**Task statement:** Pick out each line in the rows below that contains the word "every", and copy those lines out in full.

▽

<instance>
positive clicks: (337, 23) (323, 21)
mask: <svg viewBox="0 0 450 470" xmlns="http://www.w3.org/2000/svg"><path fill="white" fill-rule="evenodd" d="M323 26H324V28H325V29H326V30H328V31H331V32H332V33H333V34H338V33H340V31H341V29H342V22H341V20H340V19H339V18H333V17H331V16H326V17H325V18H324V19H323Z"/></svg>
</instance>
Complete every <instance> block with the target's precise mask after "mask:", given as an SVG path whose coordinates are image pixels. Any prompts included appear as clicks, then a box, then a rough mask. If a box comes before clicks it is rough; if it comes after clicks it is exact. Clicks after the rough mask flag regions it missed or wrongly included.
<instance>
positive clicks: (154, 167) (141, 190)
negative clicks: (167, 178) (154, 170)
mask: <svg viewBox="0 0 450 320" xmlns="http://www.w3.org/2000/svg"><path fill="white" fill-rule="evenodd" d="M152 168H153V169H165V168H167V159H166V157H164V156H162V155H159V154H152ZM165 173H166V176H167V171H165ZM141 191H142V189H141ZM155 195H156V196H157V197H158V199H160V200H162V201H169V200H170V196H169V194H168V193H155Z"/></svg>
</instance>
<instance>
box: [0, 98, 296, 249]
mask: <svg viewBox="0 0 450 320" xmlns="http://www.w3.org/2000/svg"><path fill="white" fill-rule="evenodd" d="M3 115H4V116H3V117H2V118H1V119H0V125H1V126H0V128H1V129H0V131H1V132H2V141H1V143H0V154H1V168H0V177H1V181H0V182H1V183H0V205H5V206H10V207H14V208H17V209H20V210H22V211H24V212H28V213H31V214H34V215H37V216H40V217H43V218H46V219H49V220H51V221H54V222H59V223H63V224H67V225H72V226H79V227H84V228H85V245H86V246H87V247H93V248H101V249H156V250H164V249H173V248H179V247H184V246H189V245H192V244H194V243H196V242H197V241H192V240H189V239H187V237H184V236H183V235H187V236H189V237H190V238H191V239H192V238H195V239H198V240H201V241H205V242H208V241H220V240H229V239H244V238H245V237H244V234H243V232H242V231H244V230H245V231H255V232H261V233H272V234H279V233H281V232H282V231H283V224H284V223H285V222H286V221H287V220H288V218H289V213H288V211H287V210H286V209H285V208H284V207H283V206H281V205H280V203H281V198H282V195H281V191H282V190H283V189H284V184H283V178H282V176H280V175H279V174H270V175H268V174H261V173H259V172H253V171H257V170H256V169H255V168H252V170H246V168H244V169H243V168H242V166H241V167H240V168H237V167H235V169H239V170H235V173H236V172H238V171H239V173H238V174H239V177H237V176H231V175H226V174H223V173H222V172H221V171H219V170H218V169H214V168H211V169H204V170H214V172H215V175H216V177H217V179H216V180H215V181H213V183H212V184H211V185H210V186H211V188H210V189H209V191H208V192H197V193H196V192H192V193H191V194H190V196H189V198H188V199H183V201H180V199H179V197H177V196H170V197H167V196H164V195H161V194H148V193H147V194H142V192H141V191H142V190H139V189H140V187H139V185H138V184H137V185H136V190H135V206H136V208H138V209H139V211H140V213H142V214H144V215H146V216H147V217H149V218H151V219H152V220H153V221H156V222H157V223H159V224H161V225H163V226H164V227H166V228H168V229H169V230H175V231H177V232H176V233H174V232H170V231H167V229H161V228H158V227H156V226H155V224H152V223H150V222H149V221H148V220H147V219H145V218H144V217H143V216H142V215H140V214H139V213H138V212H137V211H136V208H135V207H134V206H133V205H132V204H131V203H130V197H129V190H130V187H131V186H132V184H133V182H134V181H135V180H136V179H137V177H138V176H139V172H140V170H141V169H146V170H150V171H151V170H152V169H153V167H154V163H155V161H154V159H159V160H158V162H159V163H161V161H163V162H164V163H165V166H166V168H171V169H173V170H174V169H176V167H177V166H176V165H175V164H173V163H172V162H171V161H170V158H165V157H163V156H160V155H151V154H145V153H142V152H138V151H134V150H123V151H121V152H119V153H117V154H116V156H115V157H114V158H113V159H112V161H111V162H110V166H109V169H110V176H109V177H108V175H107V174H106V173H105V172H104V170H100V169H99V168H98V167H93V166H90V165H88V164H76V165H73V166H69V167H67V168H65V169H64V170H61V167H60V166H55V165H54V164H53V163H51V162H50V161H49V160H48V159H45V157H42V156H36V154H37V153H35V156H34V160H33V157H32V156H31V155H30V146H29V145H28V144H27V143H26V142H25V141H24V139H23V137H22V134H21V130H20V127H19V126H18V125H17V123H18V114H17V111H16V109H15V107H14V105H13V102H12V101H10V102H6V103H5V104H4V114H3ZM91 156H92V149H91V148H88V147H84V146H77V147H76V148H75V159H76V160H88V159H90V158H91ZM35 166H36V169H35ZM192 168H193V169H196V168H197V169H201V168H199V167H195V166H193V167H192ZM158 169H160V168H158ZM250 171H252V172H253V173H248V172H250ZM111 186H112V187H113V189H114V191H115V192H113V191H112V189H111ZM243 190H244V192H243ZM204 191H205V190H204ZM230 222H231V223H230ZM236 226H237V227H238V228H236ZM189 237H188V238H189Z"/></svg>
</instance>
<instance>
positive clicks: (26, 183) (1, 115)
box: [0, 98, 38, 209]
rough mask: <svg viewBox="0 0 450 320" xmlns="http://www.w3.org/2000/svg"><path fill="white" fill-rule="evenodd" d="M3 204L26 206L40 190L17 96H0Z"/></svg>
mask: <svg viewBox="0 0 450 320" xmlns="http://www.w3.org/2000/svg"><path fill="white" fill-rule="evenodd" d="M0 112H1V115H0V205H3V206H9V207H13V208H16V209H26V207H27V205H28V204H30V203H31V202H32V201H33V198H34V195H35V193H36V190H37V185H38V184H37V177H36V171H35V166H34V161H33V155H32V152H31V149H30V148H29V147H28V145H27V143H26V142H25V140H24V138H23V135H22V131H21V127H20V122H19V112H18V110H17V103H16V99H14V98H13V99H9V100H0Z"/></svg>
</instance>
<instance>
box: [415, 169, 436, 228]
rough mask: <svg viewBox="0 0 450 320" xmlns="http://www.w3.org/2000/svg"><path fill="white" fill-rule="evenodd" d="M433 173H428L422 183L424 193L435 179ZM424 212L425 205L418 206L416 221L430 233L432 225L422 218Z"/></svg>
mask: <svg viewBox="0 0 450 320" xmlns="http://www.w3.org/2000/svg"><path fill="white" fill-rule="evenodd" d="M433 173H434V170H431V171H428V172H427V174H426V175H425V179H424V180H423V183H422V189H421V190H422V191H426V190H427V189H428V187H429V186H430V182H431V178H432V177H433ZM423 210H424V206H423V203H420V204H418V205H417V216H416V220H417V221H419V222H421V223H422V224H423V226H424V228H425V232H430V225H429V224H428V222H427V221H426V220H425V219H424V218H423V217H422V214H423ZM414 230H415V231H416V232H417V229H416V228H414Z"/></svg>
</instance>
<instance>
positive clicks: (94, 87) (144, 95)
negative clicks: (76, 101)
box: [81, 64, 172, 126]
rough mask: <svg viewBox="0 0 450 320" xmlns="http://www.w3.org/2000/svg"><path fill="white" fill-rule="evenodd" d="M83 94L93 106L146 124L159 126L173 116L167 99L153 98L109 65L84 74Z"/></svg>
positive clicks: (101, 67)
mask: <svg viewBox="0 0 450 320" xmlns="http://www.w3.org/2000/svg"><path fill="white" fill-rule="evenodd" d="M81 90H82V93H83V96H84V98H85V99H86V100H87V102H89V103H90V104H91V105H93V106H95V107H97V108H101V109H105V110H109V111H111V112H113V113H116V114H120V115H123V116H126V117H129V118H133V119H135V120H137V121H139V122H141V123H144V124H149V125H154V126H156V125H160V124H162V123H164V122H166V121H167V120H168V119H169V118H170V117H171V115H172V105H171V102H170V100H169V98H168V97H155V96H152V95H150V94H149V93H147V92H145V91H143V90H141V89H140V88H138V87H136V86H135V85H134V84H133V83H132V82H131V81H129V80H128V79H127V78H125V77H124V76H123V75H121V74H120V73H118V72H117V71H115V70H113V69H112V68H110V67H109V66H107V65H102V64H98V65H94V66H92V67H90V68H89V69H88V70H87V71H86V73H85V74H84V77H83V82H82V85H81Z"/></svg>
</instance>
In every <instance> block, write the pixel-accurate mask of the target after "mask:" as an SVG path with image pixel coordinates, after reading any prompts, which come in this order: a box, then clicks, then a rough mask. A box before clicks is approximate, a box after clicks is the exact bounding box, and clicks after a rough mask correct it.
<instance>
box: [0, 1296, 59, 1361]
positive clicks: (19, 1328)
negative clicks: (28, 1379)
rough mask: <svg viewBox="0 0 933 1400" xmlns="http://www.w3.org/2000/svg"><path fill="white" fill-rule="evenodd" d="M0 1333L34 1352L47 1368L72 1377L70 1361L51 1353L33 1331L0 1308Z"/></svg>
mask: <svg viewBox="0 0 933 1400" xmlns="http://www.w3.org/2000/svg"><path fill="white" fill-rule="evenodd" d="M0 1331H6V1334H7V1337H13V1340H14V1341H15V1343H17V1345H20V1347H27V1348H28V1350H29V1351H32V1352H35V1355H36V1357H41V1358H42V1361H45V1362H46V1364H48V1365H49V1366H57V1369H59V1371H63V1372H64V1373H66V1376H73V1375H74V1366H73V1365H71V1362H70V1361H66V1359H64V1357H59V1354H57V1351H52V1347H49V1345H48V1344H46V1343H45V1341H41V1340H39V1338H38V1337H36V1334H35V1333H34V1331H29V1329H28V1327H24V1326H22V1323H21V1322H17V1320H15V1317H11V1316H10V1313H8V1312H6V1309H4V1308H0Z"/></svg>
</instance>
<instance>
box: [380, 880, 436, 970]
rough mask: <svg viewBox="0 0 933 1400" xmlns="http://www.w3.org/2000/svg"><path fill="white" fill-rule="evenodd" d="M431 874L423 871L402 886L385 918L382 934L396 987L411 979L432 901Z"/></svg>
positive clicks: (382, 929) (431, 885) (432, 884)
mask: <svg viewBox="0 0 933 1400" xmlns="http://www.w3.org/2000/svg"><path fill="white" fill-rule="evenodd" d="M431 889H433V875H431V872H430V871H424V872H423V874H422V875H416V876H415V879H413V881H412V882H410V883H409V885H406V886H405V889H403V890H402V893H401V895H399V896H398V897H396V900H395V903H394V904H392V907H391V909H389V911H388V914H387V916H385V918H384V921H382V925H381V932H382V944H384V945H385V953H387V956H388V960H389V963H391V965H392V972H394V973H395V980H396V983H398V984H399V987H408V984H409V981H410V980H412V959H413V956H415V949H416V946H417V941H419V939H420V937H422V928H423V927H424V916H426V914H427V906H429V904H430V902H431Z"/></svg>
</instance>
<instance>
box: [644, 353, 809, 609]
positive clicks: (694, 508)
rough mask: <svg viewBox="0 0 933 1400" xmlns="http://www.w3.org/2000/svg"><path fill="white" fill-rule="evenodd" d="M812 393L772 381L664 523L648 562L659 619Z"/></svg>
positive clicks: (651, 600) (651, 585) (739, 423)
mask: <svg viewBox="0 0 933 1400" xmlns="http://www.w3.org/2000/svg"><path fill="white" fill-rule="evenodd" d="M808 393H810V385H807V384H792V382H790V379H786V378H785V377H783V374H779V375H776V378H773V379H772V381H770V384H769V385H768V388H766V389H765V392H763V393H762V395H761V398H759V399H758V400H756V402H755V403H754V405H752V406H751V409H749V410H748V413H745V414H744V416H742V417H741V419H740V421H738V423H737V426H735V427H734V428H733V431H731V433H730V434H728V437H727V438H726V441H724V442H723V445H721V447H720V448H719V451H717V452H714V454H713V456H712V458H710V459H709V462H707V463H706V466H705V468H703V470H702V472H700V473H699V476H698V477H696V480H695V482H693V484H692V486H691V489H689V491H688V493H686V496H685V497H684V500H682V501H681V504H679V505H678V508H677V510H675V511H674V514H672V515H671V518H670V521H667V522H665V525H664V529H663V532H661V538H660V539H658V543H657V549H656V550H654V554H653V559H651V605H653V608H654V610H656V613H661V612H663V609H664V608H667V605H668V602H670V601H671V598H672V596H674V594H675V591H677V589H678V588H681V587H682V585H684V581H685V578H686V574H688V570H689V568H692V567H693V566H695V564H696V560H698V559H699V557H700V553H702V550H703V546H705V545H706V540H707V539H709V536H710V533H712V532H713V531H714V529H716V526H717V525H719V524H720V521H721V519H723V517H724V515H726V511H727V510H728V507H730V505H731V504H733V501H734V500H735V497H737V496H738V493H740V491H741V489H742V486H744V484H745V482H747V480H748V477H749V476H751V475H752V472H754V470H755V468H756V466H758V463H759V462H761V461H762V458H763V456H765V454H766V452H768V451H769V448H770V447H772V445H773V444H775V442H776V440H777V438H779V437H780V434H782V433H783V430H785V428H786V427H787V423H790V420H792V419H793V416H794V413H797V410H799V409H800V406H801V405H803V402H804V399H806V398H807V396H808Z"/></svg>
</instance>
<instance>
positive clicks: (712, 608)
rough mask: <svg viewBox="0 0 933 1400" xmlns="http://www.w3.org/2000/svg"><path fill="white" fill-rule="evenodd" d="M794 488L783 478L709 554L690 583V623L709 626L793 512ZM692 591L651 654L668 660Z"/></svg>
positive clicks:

△

**Solution:**
Complete every <instance> block with the target's precise mask after "mask:", given as an SVG path whose coordinates are image pixels. Any prompts included appear as clicks, then a box, then a rough mask. If a box comes before clicks it is rough; if it comes after clicks it is exact. Clicks after the rough mask flag regions it missed or wrongly included.
In every <instance> block, write the pixel-accurate mask of the target after "mask:" as an SVG path with image pixel coordinates, after reading any prompts, which come in this order: a box, then clicks, then a rough mask. A box before clicks is approximate, a box after clicks is the exact bounding box, and clicks after a rough mask correct it.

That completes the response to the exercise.